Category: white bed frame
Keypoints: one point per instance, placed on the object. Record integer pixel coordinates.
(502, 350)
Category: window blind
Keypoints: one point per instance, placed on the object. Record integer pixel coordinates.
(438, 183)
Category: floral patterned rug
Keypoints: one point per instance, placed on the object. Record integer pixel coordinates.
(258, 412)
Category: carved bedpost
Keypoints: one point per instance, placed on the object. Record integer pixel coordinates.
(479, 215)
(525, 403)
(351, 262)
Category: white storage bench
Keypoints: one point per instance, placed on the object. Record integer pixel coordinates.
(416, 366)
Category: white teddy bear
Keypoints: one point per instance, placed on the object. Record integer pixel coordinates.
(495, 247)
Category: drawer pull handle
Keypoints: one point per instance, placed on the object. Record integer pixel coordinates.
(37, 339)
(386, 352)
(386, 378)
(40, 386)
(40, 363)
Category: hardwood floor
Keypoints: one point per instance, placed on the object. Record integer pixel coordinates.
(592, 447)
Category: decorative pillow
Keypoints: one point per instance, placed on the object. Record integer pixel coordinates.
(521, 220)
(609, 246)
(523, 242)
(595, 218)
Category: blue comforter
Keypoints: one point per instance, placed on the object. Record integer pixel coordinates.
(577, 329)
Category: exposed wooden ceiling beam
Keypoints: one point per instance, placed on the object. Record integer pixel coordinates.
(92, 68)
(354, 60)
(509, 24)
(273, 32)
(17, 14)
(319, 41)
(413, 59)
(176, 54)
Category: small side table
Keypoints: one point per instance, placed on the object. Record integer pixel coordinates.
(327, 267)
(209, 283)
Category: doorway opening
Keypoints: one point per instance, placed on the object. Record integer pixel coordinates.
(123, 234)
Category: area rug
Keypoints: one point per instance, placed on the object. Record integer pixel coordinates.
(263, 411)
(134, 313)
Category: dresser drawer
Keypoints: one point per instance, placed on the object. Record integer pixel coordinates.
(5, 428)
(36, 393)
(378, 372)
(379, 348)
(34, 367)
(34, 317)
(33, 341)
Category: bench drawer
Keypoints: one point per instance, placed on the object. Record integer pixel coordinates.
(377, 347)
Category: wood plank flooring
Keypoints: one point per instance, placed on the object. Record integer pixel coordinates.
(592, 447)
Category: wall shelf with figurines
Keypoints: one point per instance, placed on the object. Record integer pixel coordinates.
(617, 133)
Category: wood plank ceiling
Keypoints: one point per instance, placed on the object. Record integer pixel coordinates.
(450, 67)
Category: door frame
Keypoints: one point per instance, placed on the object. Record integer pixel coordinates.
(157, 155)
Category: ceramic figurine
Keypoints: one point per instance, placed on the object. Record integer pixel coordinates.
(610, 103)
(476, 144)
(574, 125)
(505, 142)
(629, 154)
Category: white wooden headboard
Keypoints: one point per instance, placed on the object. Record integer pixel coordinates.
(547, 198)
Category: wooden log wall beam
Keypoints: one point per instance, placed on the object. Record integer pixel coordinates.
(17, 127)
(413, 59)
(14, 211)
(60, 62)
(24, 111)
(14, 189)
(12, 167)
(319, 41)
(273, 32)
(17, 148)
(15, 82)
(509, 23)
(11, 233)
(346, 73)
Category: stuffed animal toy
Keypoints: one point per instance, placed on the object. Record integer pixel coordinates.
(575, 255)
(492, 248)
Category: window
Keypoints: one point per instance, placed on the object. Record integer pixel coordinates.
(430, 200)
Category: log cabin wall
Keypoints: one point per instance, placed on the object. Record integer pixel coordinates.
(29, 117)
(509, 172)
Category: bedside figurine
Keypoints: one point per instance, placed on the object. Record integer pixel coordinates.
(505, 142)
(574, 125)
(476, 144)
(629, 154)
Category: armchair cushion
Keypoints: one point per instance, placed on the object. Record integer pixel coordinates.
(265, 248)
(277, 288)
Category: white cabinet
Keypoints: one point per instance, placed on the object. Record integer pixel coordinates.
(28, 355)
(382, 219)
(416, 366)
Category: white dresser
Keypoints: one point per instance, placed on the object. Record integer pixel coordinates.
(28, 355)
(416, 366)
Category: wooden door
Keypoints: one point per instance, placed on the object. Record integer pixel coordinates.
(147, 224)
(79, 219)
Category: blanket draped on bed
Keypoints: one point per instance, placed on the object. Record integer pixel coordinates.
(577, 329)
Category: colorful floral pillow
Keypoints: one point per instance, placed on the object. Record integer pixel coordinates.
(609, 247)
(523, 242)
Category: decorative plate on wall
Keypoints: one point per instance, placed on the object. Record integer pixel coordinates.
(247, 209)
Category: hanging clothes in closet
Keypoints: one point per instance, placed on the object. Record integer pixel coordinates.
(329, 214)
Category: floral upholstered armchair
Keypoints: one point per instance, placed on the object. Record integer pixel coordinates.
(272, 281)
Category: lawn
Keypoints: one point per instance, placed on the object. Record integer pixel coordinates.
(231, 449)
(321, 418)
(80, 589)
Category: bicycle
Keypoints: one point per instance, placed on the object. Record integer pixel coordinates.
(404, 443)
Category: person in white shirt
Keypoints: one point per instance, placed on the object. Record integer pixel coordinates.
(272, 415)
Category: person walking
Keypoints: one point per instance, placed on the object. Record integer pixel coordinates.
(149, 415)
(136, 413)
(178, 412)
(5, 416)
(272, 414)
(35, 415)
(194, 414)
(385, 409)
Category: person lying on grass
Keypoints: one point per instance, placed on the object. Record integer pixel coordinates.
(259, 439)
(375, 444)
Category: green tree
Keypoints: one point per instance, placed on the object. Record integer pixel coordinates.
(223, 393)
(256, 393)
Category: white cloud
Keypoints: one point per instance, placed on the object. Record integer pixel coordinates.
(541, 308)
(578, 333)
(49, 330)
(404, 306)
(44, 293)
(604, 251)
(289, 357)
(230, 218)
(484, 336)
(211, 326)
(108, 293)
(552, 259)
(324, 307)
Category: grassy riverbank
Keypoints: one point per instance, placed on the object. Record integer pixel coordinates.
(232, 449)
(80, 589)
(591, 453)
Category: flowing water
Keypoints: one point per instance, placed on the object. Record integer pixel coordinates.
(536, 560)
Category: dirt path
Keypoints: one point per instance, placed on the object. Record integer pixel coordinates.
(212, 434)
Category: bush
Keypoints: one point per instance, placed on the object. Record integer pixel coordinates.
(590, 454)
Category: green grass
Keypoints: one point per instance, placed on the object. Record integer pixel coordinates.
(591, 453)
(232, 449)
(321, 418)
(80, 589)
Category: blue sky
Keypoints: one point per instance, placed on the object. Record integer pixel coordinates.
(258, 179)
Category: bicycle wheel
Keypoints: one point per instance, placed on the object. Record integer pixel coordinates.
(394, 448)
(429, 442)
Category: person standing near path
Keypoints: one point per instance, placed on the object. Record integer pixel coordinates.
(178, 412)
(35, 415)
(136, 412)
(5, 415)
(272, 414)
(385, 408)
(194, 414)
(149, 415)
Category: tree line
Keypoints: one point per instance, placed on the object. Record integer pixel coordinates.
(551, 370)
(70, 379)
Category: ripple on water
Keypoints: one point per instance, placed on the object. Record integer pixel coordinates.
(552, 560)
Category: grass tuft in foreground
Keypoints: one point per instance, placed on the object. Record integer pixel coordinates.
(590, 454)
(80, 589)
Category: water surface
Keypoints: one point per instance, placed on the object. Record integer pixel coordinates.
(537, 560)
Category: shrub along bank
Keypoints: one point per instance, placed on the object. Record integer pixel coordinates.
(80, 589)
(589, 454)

WHAT IS REQUIRED:
Your task is to output all of the data above word for word.

EXERCISE RESPONSE:
Category: white bed frame
Keypoints: one point per instance, placed on the object. Record integer pixel coordinates.
(502, 350)
Category: window blind
Keypoints: one point per instance, placed on the object. Record integer pixel coordinates.
(438, 183)
Category: floral patterned rug
Keypoints: one point per instance, placed on the object. Record integer pixel coordinates.
(258, 412)
Category: carved bedpost
Keypoints: one point per instance, placed on the object. Record integer pixel coordinates.
(479, 215)
(525, 403)
(351, 262)
Category: white storage bench
Keypoints: one point per instance, placed on the object. Record integer pixel coordinates.
(416, 366)
Category: white teddy bear
Keypoints: one point per instance, placed on the object. Record integer pixel coordinates.
(495, 247)
Category: drawer pull handle
Keypoints: one point per instance, placed on the object. Record integer pixel coordinates.
(37, 339)
(386, 352)
(386, 378)
(40, 386)
(40, 363)
Category: hardwood floor
Keypoints: one point per instance, placed on the object. Record integer pixel coordinates.
(592, 447)
Category: decorative pillow
Keypoints: one point per instance, placed on the object. Record integer pixel coordinates.
(521, 220)
(609, 246)
(523, 242)
(595, 218)
Category: blue comforter
Keypoints: one point per instance, placed on the object. Record integer pixel coordinates.
(577, 329)
Category: exposed wooden ceiling beam
Keypoints: one point per instance, placed on the object. Record integer pixel coordinates.
(92, 68)
(354, 60)
(509, 24)
(273, 32)
(17, 14)
(319, 41)
(413, 59)
(176, 54)
Category: small side table
Keypoints: one point per instance, placed on the object. Record integer pixel coordinates.
(327, 267)
(209, 283)
Category: doorway opening
Keypoints: one point per instance, placed on the object. Record integer pixel coordinates.
(123, 234)
Category: area rug
Keypoints: one point per instance, placed on the object. Record integer pixel coordinates.
(263, 411)
(134, 313)
Category: dresser drawer
Keypoints: one point per instance, placed on the object. Record integer pixel coordinates.
(5, 428)
(36, 393)
(378, 372)
(379, 348)
(34, 367)
(34, 317)
(33, 341)
Category: bench drawer
Keypoints: one point per instance, placed on the object. Record integer pixel coordinates.
(377, 347)
Category: wood plank flooring
Keypoints: one point per instance, placed on the object. Record integer pixel coordinates.
(592, 447)
Category: wall shelf with figurines
Keypoints: one point per instance, placed on the object. Record integer pixel coordinates.
(617, 133)
Category: wood plank ceiling
Keypoints: one point per instance, placed on the object. Record integer pixel coordinates.
(450, 67)
Category: door frame
Keypoints: one point per instance, placed on the object. Record integer pixel coordinates.
(157, 155)
Category: ceramic figurine
Keypoints: one point per instance, placed on the object. Record integer pixel coordinates.
(610, 103)
(476, 144)
(574, 125)
(505, 142)
(629, 154)
Category: white wooden headboard
Keypoints: one point per instance, placed on the object. Record integer pixel coordinates.
(547, 198)
Category: wooden log wall beam
Keypoints: one point per instance, placed on the object. Record integer pixel coordinates.
(17, 127)
(413, 59)
(14, 211)
(60, 62)
(24, 111)
(14, 189)
(12, 167)
(319, 41)
(273, 32)
(17, 148)
(15, 82)
(509, 23)
(11, 233)
(346, 73)
Category: stuffed animal toy
Keypoints: one point per instance, placed on the object. Record integer pixel coordinates.
(575, 255)
(492, 248)
Category: window
Keypoints: one point per instance, placed on the object. Record integer pixel coordinates.
(430, 200)
Category: log cabin wall
Keypoints: one point per instance, placed on the object. Record integer pixel coordinates.
(29, 117)
(509, 172)
Category: bedside figurine
Keypoints: one point per instance, placed on the object. Record integer pixel coordinates.
(505, 142)
(574, 125)
(476, 144)
(629, 154)
Category: armchair cushion
Keypoints: one point per instance, placed on the object. Record integer pixel coordinates.
(265, 248)
(277, 288)
Category: white cabinet
Keypoints: one point per instance, placed on the object. Record integer pixel coordinates.
(28, 355)
(382, 219)
(416, 366)
Category: white dresser
Keypoints: one point per instance, placed on the object. Record integer pixel coordinates.
(28, 355)
(416, 366)
Category: wooden door
Keypoints: one point per instance, placed on the object. Record integer pixel coordinates.
(147, 224)
(79, 219)
Category: blanket draped on bed
Keypoints: one point per instance, placed on the object. Record integer pixel coordinates.
(577, 329)
Category: colorful floral pillow
Keypoints: one point per instance, placed on the object. Record integer pixel coordinates.
(609, 247)
(523, 242)
Category: decorative plate on wall
Keypoints: one point per instance, placed on the object. Record integer pixel coordinates.
(247, 209)
Category: hanging clothes in closet
Keypoints: one point per instance, placed on the object. Record integer pixel coordinates.
(329, 214)
Category: floral upholstered armchair
Keypoints: one point per instance, placed on the object. Record integer pixel coordinates.
(272, 281)
Category: lawn
Keypoints: one point per instance, placed on the object. Record integer pixel coordinates.
(231, 449)
(321, 418)
(80, 589)
Category: bicycle
Keypoints: one point per instance, placed on the object. Record integer pixel coordinates.
(404, 443)
Category: person in white shirt
Keypoints: one point per instance, placed on the object. Record integer pixel coordinates.
(272, 415)
Category: person walking
Keypoints: one point per instance, placed on the object. Record integer pixel coordinates.
(149, 415)
(136, 413)
(178, 412)
(5, 416)
(272, 414)
(35, 415)
(194, 414)
(385, 409)
Category: person lying on grass
Keypoints: one point per instance, placed on the object. Record integer pixel coordinates.
(259, 439)
(375, 444)
Category: green tree
Keypoints: one point per instance, placed on the object. Record integer pixel coordinates.
(223, 393)
(256, 393)
Category: white cloud
Keypoints: one point per instance, placed on the object. Record integer pixel coordinates.
(541, 308)
(578, 333)
(49, 330)
(404, 306)
(44, 293)
(604, 251)
(289, 357)
(230, 218)
(484, 336)
(211, 326)
(108, 293)
(552, 259)
(324, 307)
Category: grassy riverbank
Keypoints: one point per instance, placed on the object. Record integer pixel coordinates.
(232, 449)
(80, 589)
(591, 453)
Category: flowing water
Keypoints: one point per instance, placed on the object. Record integer pixel coordinates.
(536, 560)
Category: dirt path
Keypoints: one point per instance, placed on the object. Record integer pixel coordinates.
(212, 434)
Category: bush
Keypoints: one point per instance, placed on the object. Record integer pixel coordinates.
(590, 454)
Category: green grass
Keypoints: one point per instance, placed on the object. Record integer pixel coordinates.
(591, 453)
(232, 449)
(321, 418)
(80, 589)
Category: blue sky
Keypoints: one point per instance, placed on the object. Record integer pixel coordinates.
(258, 179)
Category: bicycle wheel
Keypoints: one point per instance, placed on the object. Record integer pixel coordinates.
(394, 448)
(429, 442)
Category: person standing near path
Keypoints: one point per instance, placed on the object. Record integer pixel coordinates.
(178, 412)
(35, 415)
(136, 412)
(5, 415)
(272, 414)
(385, 408)
(194, 414)
(149, 415)
Category: tree line
Keypoints: one point per instance, placed on the object. Record integer pixel coordinates.
(551, 370)
(70, 379)
Category: ripple on water
Keypoints: one point per instance, placed on the object. Record integer pixel coordinates.
(552, 560)
Category: grass tuft in foreground
Keypoints: one point per instance, placed on the object. Record integer pixel coordinates.
(590, 454)
(80, 589)
Category: water surface
Keypoints: one point per instance, placed on the object. Record integer pixel coordinates.
(537, 560)
Category: shrub along bank
Keypoints: one point per instance, placed on the object. Record integer pixel coordinates.
(80, 589)
(589, 454)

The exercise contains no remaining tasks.